> SUPPLIED RECORDS
***

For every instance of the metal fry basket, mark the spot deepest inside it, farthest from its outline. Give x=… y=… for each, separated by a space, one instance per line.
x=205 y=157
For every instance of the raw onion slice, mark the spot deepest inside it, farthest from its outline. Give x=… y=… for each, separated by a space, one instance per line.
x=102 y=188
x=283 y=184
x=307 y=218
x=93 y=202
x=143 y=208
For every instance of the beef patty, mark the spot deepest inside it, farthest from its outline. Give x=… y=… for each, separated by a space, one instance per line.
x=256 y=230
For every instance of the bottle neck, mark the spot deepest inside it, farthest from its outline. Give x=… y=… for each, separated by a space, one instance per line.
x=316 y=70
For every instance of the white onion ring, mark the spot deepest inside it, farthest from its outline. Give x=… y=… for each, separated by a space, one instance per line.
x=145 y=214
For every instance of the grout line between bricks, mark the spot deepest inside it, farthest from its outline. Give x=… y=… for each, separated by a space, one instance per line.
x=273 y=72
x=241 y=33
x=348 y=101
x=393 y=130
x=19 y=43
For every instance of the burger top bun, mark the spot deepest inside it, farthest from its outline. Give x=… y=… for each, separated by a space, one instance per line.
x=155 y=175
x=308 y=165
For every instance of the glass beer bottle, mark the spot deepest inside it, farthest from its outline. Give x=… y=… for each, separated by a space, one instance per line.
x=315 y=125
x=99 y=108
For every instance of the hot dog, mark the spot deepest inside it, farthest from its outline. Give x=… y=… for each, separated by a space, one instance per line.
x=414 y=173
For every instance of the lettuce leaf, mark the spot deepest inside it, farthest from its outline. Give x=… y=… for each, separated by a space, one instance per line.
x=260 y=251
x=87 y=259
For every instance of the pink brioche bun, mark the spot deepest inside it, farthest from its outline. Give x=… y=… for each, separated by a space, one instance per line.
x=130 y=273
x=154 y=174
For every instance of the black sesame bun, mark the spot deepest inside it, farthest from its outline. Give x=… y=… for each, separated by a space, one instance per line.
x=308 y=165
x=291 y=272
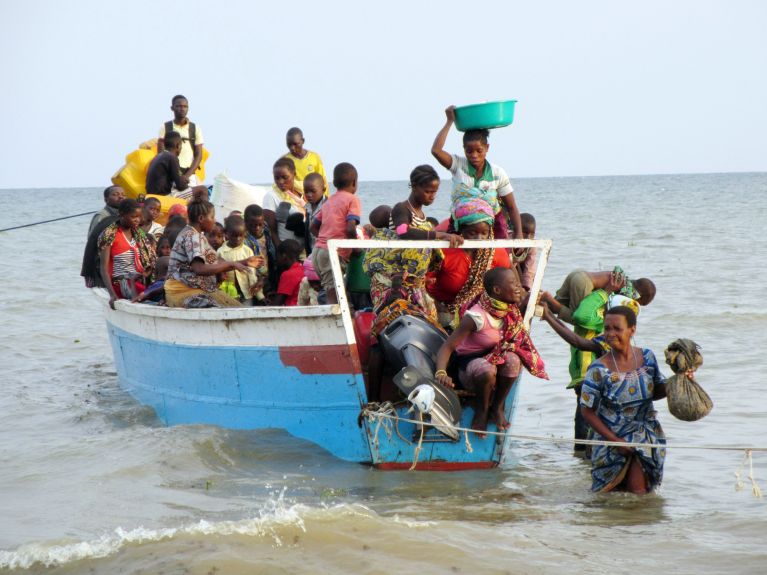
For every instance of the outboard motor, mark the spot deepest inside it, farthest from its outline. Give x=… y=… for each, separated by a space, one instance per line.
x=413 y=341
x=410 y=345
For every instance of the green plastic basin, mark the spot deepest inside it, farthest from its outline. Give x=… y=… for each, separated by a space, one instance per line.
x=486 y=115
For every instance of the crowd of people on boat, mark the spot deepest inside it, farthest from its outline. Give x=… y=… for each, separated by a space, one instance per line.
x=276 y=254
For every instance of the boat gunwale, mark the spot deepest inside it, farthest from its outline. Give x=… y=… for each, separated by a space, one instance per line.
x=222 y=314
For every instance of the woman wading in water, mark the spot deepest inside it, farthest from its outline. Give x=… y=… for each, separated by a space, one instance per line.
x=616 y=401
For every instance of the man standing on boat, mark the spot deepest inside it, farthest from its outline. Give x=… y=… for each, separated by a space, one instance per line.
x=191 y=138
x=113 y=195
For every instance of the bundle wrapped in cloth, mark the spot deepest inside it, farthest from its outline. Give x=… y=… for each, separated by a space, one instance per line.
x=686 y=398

***

> TASK TO COMPLETE
Restate each line of the material word for word, skipping any picture.

> RESPONSE
For every instance of the metal fry basket, mark the spot deepest inside it, farthest from its outline. Give x=… y=… for each, separated by a space, one instance per line.
x=205 y=157
For every instance of the raw onion slice, mark the spot deepest inside it, farthest from its outline. Give x=… y=… for each, separated by a space, one instance per line.
x=102 y=188
x=283 y=184
x=307 y=218
x=93 y=202
x=143 y=208
For every instance of the beef patty, mark the spot deepest inside it, farthest from its outline. Give x=… y=… for each, separated by a space, one instance per line.
x=256 y=230
For every instance of the bottle neck, mark the spot deepest inside it, farthest from its outline. Give x=… y=… for each, separated by a space, one instance per line.
x=316 y=70
For every instance of the white onion ring, mark the spot deepest inside it, farthest from its outline. Give x=… y=… for each, separated by a space, one instance per line.
x=145 y=214
For every instance of the grout line between bricks, mark the spot deepest inside it, farthest from its outline. Give x=… y=… for each, separated by a space, one instance per line.
x=273 y=72
x=241 y=33
x=348 y=101
x=393 y=130
x=19 y=43
For every instance of the burger top bun, mark the spot deepest inside it, farthest from its outline. Give x=… y=… for each, separated by a space, one instance per line.
x=155 y=175
x=308 y=165
For every instance of the glass beer bottle, mark the spot deepest inside it, farthest from its outline. Give x=… y=… for each, separated by a space, one instance per line.
x=315 y=125
x=99 y=108
For every instance of the hot dog, mark the spot deepest inside it, farthest from its outline. Give x=… y=… for each, separated by a space, one instance per line.
x=414 y=173
For every instance of the lettuce leaf, mark the spot deepest inside it, farthest from its outline. Give x=… y=… for each, separated by a space, one instance per line.
x=260 y=251
x=87 y=259
For every instance of the pink brioche bun, mark the spot deepest inside it, farthest from its outline. Give x=… y=… for each, separated by a space, one instance per line.
x=130 y=273
x=154 y=174
For every instance of the black sesame bun, mark the spot deepest inside it, farthest from its outline. Give x=… y=… for each, separated by a space, one instance per line.
x=308 y=165
x=291 y=272
For every instance of the outboard motor, mark the spot deepest inside it, farthest from its outline. Give x=… y=… for each, separated by a space, one instance per line.
x=413 y=341
x=410 y=345
For every instance of the green plastic basin, mark the spot deepest inside it, farthest from its outline. Give x=… y=… for each, separated by a space, one instance per line.
x=486 y=115
For every instance of the crowd of people on boat, mark the spot deepest inside it, farthest from its outline. Give x=… y=… for each, separated by a space, one instance per line.
x=276 y=254
For every instance of the boat gunwale, mark the spot deepest inside it, farthest from its outline. Give x=… y=… for each, separated by a space, one instance per line.
x=222 y=314
For every instance of the woman wading in water, mark the spot deepest inside it, farthest from its outline. Give x=… y=… for each, separated by a space, one instance per line.
x=616 y=401
For every instance of the man standing on boat, mark the spot deepest inside it, farthest from its outline. Give x=… y=… for each, separated by a space, one instance per line.
x=191 y=138
x=113 y=195
For every instance of the bundle wrapped in cloth, mark the spot deepest inside it, farthest from its outline. Give x=… y=… for each, separated by a space, one instance per line.
x=686 y=398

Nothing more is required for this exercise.